• **SELECTION**

»»

[HN Gopher] Identifying Stable Diffusion XL 1.0 images from VAE ...
       ___________________________________________________________________
        
       Identifying Stable Diffusion XL 1.0 images from VAE artifacts
       (2023)
        
       Author : rcarmo
       Score  : 47 points
       Date   : 2024-04-05 16:38 UTC (6 hours ago)
        
 (HTM) web link (hforsten.com)
 (TXT) w3m dump (hforsten.com)
        
       | blt wrote:
       | (2023)
        
         | dang wrote:
         | Added. Thanks!
        
       | GaggiX wrote:
       | 8 months ago StabilityAI changed the default VAE from 1.0 to 0.9,
       | so no one realistically uses VAE 1.0.
        
         | wut42 wrote:
         | And this article is nine months old.
        
         | Dwedit wrote:
         | I can see why, that VAE looks pretty bad.
        
       | kken wrote:
       | Generally, the VAE is mapping from a small latent space to a
       | large image space. This means that there must be a large number
       | of images for which no reverse mapping exists.
       | 
       | It should be possible to identify images that have not been
       | generate by the VAE since they are not part of the set images
       | that the VAE can generate. The other way round is a bit more
       | difficult as there may be images that can be mapped to the latent
       | space and back without loss but have been generated in another
       | way
       | 
       | -> there may be false positives.
        
         | chacham15 wrote:
         | This logic has a key flaw: just the fact that the size of the
         | space is different doesnt mean that every representable thing
         | in the larger space is a thing we care about. E.g. a person
         | with three hands may not have a representation in the smaller
         | space, but we would never care about that. The actual question
         | is: what is the difference in the amount of information encoded
         | in a large image vs the small latent space and compare that to
         | the difference in information between a large image and a small
         | image. If those two differences are close enough together,
         | being able to determine a legitimate difference between SD
         | generated vs not becomes near impossible.
        
           | Onavo wrote:
           | Yes, otherwise cryptographic hashes won't work (they are not
           | bijective)
        
       | TrueDuality wrote:
       | Very interesting! Well broken down and explained!
        
       | tsycho wrote:
       | Has anyone tried training a neural net to distinguish between
       | photographed vs AI generated images?
       | 
       | Of course, you will need to remove exifs or other metadata, but
       | this sounds like the kind of domain that NNs are good at.
        
         | moofight wrote:
         | yes, and it's quite challenging for instance =>
         | https://sightengine.com/detect-ai-generated-images
        
         | HPsquared wrote:
         | Isn't that basically how the image generation models themselves
         | work? By refining the image until it can't distinguish it from
         | a "real image".
        
           | jncfhnb wrote:
           | That was trendy for a while but is no longer the primary
           | method
        
         | ok123456 wrote:
         | Yes. Trying to sell an "AI detector" is a fool's errand since
         | this is how adversarial networks (the hot model from two hype
         | cycles ago) are trained. The only use of the "AI detector " is
         | to tune the model so that the detector is uniformly random.
        
       ___________________________________________________________________
       (page generated 2024-04-05 23:01 UTC)

««

• **GIVEN INFORMATION**
»»

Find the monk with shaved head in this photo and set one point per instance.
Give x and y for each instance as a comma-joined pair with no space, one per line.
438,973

««

• **EXERCISE PROMPT**
Reproduce the portion of the Stable Diffusion XL thread above between "(TXT) w3m dump" and "nine months old.", inclusive.

• **EXPECTED ANSWER**
(TXT) w3m dump (hforsten.com)
        
       | blt wrote:
       | (2023)
        
         | dang wrote:
         | Added. Thanks!
        
       | GaggiX wrote:
       | 8 months ago StabilityAI changed the default VAE from 1.0 to 0.9,
       | so no one realistically uses VAE 1.0.
        
         | wut42 wrote:
         | And this article is nine months old.